Acabo de ler a entrevista que Rob
Bell deu à revista VEJA desta semana (28/11/2012) com o título “Quem falou em
céu e inferno?”. A entrevista provocou intensa polêmica nas redes sociais. Rob
Bell se tornou uma figura polêmica quando passou a pregar a salvação de todos
os seres humanos no final (universalismo) negando, assim, a realidade do
inferno. Este ano ele deixou a igreja que fundou, a Mars Hill Bible Church – não confundir com a Mars Hill Church do
Mark Driscoll, uma não tem nada a ver com a outra – para se dedicar ao
ministério itinerante percorrendo, segundo a revista VEJA, “o mesmo circuito
das bandas de rock”.
Inteligente, carismático, conectado
e bom comunicador, Rob Bell tem atraído muitos jovens evangélicos no Brasil,
especialmente após o lançamento de seu livro O Amor Vence no ano passado e seus vídeos muito bem produzidos no
YouTube.

_Instrução escrita 1_: Mostre todas as linhas da listagem abaixo que contêm a palavra "batter".

[Listagem de um conjunto de rotulagem de pontos]

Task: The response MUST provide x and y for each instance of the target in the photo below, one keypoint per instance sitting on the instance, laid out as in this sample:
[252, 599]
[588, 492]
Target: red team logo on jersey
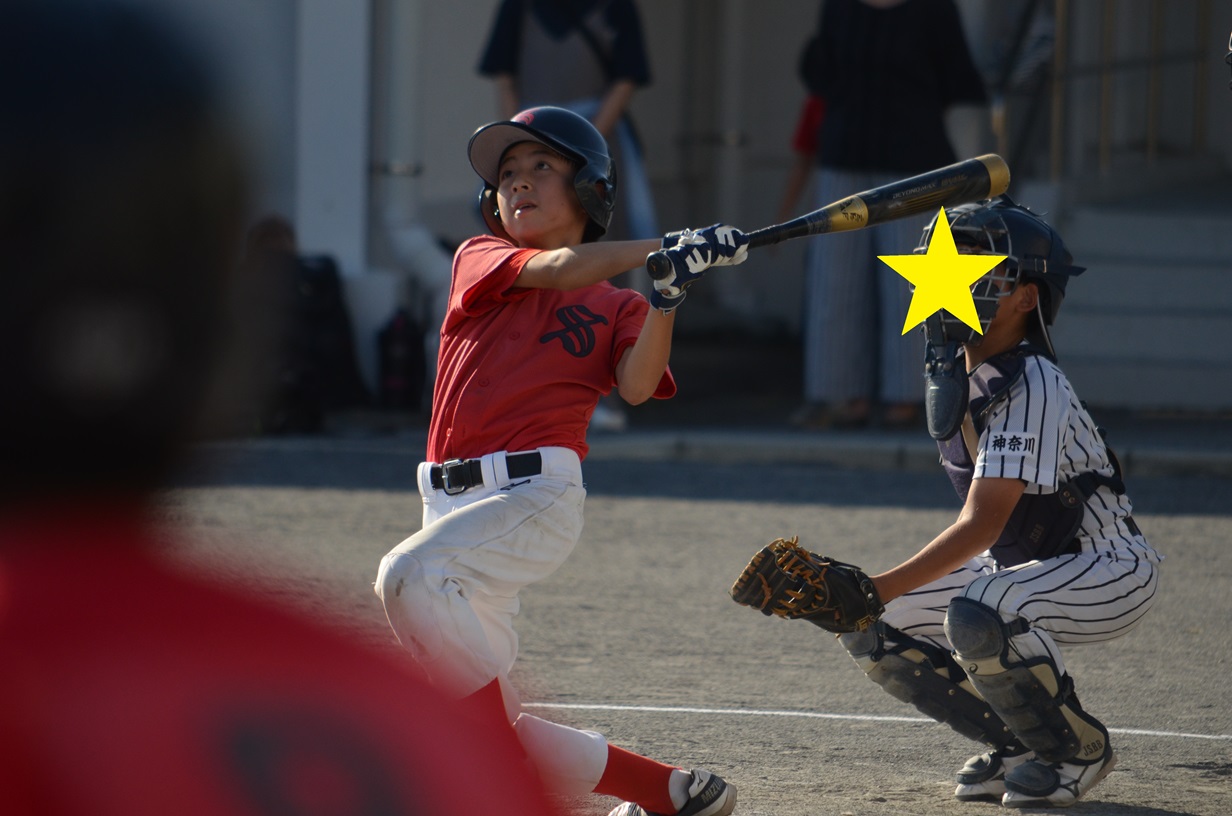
[577, 337]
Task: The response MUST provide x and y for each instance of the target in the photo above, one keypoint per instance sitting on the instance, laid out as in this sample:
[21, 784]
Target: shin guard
[1029, 695]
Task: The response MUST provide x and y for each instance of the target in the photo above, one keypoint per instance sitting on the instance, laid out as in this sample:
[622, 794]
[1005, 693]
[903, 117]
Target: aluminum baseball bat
[976, 179]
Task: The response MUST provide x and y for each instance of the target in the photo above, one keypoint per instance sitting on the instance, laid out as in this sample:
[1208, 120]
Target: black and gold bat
[961, 183]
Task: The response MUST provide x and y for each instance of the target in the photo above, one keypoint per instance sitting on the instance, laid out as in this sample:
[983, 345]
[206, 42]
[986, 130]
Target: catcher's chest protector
[1042, 525]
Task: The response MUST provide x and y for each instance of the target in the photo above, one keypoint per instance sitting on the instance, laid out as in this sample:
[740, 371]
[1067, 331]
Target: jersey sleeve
[484, 270]
[1025, 432]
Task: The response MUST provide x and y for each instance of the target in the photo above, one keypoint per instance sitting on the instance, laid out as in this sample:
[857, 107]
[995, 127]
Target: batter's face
[539, 205]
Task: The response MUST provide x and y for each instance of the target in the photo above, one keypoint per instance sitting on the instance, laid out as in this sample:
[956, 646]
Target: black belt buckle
[449, 470]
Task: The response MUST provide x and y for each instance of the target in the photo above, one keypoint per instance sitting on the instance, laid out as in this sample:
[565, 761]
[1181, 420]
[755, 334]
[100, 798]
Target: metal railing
[1073, 62]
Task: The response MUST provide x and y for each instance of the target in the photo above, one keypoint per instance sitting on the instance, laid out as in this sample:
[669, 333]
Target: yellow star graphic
[943, 277]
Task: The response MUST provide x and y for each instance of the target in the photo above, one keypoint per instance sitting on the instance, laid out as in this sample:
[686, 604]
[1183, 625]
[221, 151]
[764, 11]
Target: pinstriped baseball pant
[855, 306]
[1083, 598]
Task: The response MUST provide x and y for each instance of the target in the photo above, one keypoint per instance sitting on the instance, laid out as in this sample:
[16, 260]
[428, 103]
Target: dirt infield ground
[637, 639]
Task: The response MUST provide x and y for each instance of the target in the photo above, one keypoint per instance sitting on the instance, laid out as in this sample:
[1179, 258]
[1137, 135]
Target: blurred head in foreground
[121, 207]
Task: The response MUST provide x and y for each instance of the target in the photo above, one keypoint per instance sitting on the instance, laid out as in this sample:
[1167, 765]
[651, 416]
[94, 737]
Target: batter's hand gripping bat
[984, 176]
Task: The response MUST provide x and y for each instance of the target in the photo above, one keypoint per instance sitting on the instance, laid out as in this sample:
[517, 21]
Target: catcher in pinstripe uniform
[1045, 552]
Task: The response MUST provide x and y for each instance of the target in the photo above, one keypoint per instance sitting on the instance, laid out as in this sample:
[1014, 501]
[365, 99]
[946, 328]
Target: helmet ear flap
[490, 212]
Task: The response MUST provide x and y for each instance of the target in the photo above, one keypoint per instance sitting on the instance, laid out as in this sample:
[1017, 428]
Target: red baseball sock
[636, 779]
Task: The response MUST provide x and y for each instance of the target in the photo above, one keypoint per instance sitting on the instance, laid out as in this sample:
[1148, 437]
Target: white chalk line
[819, 715]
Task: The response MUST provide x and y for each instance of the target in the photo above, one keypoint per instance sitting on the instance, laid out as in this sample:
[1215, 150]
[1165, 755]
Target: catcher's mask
[1034, 253]
[569, 134]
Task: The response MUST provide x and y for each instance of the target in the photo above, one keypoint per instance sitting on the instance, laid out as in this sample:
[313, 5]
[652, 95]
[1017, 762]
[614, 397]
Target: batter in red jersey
[534, 335]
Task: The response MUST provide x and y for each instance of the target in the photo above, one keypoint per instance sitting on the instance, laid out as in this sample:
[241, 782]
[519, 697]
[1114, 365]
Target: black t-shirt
[887, 77]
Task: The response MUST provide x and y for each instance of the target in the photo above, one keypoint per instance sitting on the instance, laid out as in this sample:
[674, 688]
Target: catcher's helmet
[569, 134]
[1034, 253]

_Instrução escrita 2_: Retome o texto acima sobre a entrevista de Rob Bell à revista VEJA, dando continuidade a partir da última frase.

_Resultado 1_:
Target: batter's face
Target: batter's hand gripping bat
Target: batter in red jersey

_Resultado 2_:
Achei a entrevista dele
extremamente esclarecedora, mesmo considerando que estas entrevistas são
editadas e por vezes amputadas pelos editores e raramente publicadas na
íntegra. Se o que temos na VEJA é realmente o pensamento de Rob Bell, então
declaro aqui que poucas vezes na minha vida vi uma figura religiosa de
prestígio se contradizer tanto em um espaço tão curto. É por isto que esta
entrevista é esclarecedora. Qualquer evangélico de bom senso, que tenha um
mínimo de conhecimento bíblico e que saiba seguir um raciocínio de maneira
lógica irá se perguntar o que Rob Bell tem que atrai tanta gente.
Vou começar reconhecendo o que não há
de tão ruim na entrevista. Bell se posiciona contra o aborto e reconhece as limitações
do darwinismo para explicar a totalidade da existência, embora aceite que Deus
poderia ter usado o processo evolutivo como o método da vida.
Bell também está certo quando diz
que céu e inferno são “como dimensões da nossa existência aqui e agora”.
Concordo com ele. Os ímpios já experimentam aqui e agora, alguns mais e outros
menos, os sofrimentos iniciais do inferno que se avizinha. Da mesma forma, os
salvos pela fé em Cristo, pela graça, já experimentam o céu aqui e agora,
embora de forma limitada. Lembremos que Jesus disse que quem crê nele já tem a
vida eterna. O Espírito em nós é o penhor da nossa herança e nos proporciona um
gosto antecipado do que haverá de vir.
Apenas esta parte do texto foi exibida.